LIST OF TASKS:
1. In the entries, take the part that opens with the line containing "Could you spot the white house" and runs through the end of the entries, and write it out again with "wooden electric pole" swapped for "wooden utility pole", leaving everything else unchanged.
2. Carry on the forum post about proving the asr shift condition in Coq, picking up after its last line.

SELECTION:
━━━━━━━━━━

I have the following piece of code, which I'd like to prove in Coq:

int test = 29;
int test2 = 1 << test;

This gives me 3 VCs:
- test >= 0
- test < 32 (both are easily proved by intuition)
- 1 <= asr(2147483647, test)

I first tried to prove the 3rd VC with alt-ergo, which didn't succeed. 
In Coq, I have the same problem. "asr" should probably stand for 
arithmetic shift right, so in the end it's about sth. like "1 <= 4". 
However, I couldn't find any sort of declaration of asr in the coq-file.
There's only a
    (*Why logic*) Definition asr : Z -> Z -> Z.
    Admitted.
and some lemmas
    (*Why axiom*) Lemma asr_positive_on_positive :
      (forall (a:Z), (forall (b:Z), (0 <= a /\ 0 <= b -> 0 <= (asr a b)))).
    Admitted.

━━━━━━━━━━

LISTING:
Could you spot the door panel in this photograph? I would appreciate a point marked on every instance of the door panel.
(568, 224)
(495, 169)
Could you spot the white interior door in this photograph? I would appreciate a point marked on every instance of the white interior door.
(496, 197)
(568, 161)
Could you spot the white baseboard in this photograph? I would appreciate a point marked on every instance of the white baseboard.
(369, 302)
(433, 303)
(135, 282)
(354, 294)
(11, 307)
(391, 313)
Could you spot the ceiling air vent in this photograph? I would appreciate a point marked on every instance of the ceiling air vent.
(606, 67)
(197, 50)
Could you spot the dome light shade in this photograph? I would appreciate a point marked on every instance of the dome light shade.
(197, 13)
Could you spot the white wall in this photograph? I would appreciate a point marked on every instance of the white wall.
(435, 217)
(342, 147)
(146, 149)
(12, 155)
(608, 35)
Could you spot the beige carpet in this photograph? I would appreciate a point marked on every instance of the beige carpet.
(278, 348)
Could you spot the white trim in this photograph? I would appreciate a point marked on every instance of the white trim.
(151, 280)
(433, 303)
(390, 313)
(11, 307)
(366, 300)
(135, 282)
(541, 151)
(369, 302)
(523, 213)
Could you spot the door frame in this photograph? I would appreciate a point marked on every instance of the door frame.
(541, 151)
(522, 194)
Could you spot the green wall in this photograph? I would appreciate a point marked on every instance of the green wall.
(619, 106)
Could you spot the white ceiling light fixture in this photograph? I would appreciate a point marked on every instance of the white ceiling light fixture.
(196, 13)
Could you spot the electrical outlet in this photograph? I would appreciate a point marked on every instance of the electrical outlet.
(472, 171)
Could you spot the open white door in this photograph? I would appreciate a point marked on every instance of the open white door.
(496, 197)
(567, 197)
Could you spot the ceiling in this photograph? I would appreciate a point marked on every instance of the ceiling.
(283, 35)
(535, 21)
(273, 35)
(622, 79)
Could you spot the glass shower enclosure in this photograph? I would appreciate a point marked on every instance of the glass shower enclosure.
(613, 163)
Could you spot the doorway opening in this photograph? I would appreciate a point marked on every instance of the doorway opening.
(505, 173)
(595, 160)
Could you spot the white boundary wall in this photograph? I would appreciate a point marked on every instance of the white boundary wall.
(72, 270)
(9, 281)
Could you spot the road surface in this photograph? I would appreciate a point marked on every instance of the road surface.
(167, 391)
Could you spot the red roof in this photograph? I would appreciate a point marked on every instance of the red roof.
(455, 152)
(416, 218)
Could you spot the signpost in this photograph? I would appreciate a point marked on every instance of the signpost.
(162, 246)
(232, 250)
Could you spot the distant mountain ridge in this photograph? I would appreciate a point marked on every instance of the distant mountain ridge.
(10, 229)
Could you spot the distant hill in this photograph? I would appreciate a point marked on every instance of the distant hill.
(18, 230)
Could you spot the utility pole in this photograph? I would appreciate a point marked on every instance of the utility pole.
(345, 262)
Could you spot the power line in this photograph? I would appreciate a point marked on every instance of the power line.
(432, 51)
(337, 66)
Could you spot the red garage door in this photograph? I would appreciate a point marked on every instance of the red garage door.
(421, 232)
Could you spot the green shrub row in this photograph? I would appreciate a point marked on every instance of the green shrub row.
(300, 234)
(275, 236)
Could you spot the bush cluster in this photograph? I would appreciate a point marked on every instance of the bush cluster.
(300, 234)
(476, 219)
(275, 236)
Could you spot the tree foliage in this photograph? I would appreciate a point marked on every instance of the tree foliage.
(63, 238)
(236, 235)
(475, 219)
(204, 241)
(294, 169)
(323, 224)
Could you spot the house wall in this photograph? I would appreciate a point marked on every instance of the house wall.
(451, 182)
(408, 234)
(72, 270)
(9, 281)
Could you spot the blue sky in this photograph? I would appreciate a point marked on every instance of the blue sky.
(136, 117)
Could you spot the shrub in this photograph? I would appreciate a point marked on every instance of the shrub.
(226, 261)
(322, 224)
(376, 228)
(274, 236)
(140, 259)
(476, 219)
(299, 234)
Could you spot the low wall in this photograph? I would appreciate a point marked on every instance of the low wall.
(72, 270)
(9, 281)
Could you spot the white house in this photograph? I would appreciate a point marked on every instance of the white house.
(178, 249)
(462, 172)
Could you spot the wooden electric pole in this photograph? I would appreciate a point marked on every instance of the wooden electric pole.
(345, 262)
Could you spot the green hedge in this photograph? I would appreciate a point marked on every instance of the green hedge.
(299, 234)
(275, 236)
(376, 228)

━━━━━━━━━━

ANSWER SET:
1.
Could you spot the white house in this photograph? I would appreciate a point marked on every instance of the white house.
(178, 249)
(462, 172)
Could you spot the wooden utility pole in this photograph? I would appreciate a point marked on every instance of the wooden utility pole.
(345, 262)
Could you spot the green hedge in this photograph? I would appreciate a point marked on every instance of the green hedge.
(299, 234)
(275, 236)
(376, 228)

2.
  
    (*Why axiom*) Lemma asr_decreases_on_positive :
      (forall (a:Z), (forall (b:Z), (0 <= a /\ 0 <= b -> (asr a b) <= a))).
    Admitted.

    (*Why axiom*) Lemma asr_lsr_same_on_positive :
      (forall (a:Z), (forall (b:Z), (0 <= a /\ 0 <= b -> (asr a b) = 
(lsr a b)))).
    Admitted.

I don't know how to prove the shift now. I also found out that, if i 
change the code to "int test2 = 1 << 29" (leaving out the variable), 
there's no VC created at all.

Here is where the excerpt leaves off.